Experts, including economists and business leaders, have suggested that Bangladesh sign free trade agreements with ASEAN countries to boost exports to the bloc.
They also asked for an ease in regulations to draw foreign investments.
The observations came at a webinar on "Expanding Bangladesh's Business Ties with the ASEAN Countries", which was organised by the Ministry of Foreign Affairs today evening. Economists, Bangladesh ambassadors to ASEAN countries and business leaders attended it.
At the webinar, experts and industry insiders recommended rigorous efforts to diversify the export basket and focus on marketing those overseas as the country will face stiff competition after graduating to a developing country by 2027, when the European market will withdraw its tariff concession.
In a presentation, Economics Professor Dr Selim Raihan said in 2019, against an import bill of roughly $9 billion, Bangladesh had export earnings as low as $846 million from ASEAN.

◆ **Data under study**

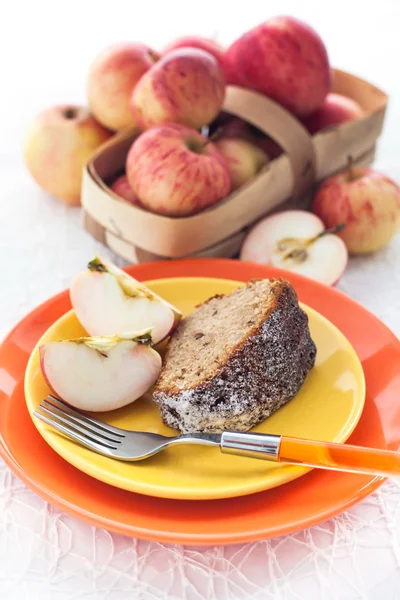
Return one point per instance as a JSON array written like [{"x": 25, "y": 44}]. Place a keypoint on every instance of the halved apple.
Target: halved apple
[
  {"x": 101, "y": 373},
  {"x": 296, "y": 240},
  {"x": 107, "y": 301}
]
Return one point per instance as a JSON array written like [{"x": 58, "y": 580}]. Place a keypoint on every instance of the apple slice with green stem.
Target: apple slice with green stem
[
  {"x": 107, "y": 301},
  {"x": 101, "y": 373},
  {"x": 296, "y": 240}
]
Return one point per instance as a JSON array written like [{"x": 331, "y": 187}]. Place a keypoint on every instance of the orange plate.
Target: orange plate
[{"x": 283, "y": 510}]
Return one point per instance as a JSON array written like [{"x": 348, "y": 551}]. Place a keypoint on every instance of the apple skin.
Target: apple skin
[
  {"x": 336, "y": 109},
  {"x": 122, "y": 188},
  {"x": 244, "y": 159},
  {"x": 366, "y": 201},
  {"x": 284, "y": 59},
  {"x": 112, "y": 78},
  {"x": 186, "y": 86},
  {"x": 192, "y": 41},
  {"x": 175, "y": 171},
  {"x": 57, "y": 146}
]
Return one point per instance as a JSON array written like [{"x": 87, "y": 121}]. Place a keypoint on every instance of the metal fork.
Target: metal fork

◆ **Exercise prompt**
Copy out the passage about Bangladesh's trade with ASEAN word for word, starting at the words "The observations came" and stopping after "million from ASEAN.". Rely only on the passage about Bangladesh's trade with ASEAN, not on the listing.

◆ **Reply**
The observations came at a webinar on "Expanding Bangladesh's Business Ties with the ASEAN Countries", which was organised by the Ministry of Foreign Affairs today evening. Economists, Bangladesh ambassadors to ASEAN countries and business leaders attended it.
At the webinar, experts and industry insiders recommended rigorous efforts to diversify the export basket and focus on marketing those overseas as the country will face stiff competition after graduating to a developing country by 2027, when the European market will withdraw its tariff concession.
In a presentation, Economics Professor Dr Selim Raihan said in 2019, against an import bill of roughly $9 billion, Bangladesh had export earnings as low as $846 million from ASEAN.